__DATA FOR THIS TASK__
━━━

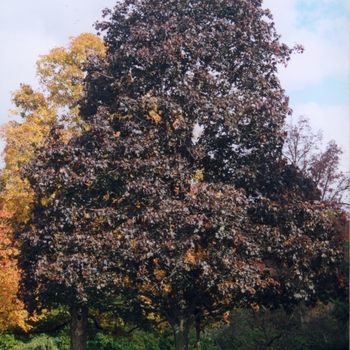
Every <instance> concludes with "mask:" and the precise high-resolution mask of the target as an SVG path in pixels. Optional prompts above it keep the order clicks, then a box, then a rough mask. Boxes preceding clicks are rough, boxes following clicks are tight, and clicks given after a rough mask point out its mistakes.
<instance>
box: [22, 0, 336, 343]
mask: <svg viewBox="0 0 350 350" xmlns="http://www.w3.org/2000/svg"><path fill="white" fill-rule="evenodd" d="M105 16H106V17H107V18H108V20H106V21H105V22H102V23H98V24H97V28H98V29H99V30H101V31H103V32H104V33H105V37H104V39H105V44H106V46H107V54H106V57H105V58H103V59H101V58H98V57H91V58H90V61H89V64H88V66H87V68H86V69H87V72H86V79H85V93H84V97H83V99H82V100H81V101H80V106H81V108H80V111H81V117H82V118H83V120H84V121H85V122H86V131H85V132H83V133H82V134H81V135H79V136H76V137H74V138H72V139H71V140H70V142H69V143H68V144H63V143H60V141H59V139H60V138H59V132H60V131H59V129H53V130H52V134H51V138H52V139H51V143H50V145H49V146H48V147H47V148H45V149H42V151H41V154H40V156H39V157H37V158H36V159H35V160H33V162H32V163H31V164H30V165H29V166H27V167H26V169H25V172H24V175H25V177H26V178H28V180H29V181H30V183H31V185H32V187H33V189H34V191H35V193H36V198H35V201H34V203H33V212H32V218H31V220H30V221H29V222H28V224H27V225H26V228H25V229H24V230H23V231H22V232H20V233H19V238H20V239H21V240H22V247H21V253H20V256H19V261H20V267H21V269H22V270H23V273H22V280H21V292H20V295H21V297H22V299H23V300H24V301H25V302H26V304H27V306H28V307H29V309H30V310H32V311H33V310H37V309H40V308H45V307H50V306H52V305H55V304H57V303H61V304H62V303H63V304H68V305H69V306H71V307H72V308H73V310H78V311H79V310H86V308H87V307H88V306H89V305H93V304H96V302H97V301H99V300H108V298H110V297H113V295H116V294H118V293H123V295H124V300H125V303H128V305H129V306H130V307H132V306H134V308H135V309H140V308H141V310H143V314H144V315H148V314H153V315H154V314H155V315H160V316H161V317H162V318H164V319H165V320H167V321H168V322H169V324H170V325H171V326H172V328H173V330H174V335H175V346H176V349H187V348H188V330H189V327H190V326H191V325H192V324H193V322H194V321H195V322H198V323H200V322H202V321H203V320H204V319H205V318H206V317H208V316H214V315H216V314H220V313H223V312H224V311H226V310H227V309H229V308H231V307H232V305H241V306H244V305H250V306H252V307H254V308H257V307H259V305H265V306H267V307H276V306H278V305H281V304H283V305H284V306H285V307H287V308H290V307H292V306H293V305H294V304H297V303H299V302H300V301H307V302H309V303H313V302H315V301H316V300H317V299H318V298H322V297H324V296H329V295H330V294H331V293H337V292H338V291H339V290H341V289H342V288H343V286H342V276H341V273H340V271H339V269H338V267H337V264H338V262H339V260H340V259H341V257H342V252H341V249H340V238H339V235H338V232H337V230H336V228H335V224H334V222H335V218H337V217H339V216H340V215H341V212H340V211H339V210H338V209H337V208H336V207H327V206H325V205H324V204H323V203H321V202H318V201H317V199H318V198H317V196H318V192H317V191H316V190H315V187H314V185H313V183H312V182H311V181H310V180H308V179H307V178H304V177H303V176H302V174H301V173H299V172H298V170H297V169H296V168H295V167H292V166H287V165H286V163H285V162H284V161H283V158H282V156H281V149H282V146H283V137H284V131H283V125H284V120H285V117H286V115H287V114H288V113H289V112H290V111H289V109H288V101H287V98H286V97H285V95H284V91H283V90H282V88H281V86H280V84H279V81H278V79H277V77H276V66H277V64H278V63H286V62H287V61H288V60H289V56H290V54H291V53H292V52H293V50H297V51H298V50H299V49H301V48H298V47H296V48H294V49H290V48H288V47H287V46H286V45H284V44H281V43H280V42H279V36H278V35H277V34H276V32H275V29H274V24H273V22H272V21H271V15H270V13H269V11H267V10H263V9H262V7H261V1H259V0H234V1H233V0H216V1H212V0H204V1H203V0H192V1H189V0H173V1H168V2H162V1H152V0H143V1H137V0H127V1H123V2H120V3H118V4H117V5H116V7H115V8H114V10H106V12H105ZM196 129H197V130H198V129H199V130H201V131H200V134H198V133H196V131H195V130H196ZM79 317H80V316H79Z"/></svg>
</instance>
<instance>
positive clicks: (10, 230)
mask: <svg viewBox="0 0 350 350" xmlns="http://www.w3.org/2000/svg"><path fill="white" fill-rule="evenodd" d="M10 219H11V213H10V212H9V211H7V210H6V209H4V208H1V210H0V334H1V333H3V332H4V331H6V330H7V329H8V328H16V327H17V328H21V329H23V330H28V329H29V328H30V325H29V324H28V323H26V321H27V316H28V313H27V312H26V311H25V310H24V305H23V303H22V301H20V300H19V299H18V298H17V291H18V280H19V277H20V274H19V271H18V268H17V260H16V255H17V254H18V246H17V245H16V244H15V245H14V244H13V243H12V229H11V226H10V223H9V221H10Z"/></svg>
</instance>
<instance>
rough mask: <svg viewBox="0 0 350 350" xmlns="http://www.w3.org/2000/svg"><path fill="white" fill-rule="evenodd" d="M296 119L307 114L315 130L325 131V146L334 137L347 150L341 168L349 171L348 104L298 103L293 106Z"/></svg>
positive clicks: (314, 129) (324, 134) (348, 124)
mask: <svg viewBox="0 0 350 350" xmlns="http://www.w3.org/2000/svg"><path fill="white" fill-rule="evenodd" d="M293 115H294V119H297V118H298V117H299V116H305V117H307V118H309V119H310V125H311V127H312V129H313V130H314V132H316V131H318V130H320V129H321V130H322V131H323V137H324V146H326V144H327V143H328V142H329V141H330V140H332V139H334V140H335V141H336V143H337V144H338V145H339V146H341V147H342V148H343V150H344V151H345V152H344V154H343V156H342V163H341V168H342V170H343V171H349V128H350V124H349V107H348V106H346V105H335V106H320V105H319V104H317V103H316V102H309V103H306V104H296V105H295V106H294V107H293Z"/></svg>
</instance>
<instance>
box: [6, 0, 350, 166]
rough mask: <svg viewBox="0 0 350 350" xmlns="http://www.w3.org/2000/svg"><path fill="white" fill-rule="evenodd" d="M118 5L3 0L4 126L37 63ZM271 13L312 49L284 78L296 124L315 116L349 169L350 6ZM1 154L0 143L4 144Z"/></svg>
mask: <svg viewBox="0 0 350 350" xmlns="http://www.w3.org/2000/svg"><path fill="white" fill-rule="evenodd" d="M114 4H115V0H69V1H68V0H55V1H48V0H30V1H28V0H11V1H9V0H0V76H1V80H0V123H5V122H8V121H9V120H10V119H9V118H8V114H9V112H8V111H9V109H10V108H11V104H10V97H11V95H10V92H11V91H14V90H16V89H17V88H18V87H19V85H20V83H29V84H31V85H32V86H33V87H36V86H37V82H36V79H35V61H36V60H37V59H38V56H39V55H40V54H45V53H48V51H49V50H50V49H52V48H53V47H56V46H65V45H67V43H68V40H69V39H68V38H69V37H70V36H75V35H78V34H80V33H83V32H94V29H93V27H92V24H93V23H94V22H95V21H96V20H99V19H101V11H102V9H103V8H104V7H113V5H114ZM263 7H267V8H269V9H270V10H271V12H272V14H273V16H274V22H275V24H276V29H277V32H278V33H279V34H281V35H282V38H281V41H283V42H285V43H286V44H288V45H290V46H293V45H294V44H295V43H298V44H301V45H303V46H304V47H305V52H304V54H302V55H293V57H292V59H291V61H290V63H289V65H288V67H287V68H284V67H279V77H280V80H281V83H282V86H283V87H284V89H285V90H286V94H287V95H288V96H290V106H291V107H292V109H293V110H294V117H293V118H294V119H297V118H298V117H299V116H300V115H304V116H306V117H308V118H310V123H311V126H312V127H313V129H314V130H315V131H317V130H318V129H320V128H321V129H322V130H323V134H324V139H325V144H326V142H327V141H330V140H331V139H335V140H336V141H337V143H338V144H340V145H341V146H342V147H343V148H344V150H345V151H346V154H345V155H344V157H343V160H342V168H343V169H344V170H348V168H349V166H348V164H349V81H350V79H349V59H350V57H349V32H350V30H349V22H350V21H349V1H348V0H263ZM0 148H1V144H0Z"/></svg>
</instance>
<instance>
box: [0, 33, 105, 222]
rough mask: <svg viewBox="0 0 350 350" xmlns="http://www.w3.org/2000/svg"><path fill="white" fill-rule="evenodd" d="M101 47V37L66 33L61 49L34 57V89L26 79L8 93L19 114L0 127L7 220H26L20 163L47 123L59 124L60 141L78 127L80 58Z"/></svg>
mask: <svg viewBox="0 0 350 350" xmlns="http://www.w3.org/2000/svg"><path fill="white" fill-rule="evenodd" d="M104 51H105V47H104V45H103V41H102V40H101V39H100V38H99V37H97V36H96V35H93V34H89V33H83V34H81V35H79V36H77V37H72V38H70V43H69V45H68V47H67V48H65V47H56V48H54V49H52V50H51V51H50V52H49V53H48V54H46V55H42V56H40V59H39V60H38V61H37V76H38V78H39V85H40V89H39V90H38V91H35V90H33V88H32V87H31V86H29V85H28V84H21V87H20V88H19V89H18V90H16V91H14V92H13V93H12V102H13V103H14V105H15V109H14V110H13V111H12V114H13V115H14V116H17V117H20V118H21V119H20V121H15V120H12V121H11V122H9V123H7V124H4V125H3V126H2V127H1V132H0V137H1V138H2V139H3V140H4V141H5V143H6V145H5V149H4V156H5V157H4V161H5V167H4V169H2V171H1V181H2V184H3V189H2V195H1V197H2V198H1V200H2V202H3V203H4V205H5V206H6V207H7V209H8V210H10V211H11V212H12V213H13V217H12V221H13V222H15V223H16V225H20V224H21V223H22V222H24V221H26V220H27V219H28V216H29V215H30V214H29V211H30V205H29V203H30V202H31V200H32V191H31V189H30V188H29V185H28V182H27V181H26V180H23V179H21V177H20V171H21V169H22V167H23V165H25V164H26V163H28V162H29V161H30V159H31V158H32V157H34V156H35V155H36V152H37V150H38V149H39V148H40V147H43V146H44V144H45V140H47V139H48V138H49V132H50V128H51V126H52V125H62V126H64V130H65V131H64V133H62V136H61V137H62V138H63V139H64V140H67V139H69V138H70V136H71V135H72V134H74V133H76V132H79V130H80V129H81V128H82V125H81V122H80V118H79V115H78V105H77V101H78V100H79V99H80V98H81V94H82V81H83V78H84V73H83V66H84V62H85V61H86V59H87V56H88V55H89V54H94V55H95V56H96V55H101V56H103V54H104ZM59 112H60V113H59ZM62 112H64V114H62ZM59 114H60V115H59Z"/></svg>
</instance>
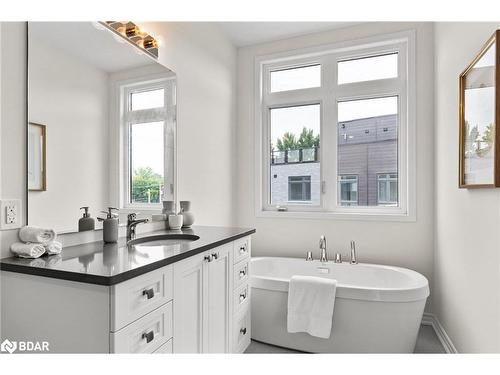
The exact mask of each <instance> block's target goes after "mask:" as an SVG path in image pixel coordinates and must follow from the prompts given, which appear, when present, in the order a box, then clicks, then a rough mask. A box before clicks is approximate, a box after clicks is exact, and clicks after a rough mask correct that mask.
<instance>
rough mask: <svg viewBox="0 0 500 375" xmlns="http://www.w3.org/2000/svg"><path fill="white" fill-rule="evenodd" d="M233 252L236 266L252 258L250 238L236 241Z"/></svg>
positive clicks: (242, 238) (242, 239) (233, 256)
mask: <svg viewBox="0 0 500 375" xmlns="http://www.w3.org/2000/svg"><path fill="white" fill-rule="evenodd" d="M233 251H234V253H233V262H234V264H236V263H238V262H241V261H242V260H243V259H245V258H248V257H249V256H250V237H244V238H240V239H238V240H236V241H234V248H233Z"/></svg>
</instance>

━━━

__WORK ITEM__
Only the lines from the one with "252L236 266L252 258L250" through the final line above belong in the answer, each reproduced word for word.

__ANSWER__
rough mask: <svg viewBox="0 0 500 375" xmlns="http://www.w3.org/2000/svg"><path fill="white" fill-rule="evenodd" d="M233 252L236 266L252 258L250 238L236 241Z"/></svg>
positive clicks: (242, 238) (242, 239) (233, 256)
mask: <svg viewBox="0 0 500 375" xmlns="http://www.w3.org/2000/svg"><path fill="white" fill-rule="evenodd" d="M233 251H234V253H233V262H234V264H236V263H238V262H241V261H242V260H243V259H245V258H248V257H249V256H250V237H244V238H240V239H238V240H236V241H234V248H233Z"/></svg>
</instance>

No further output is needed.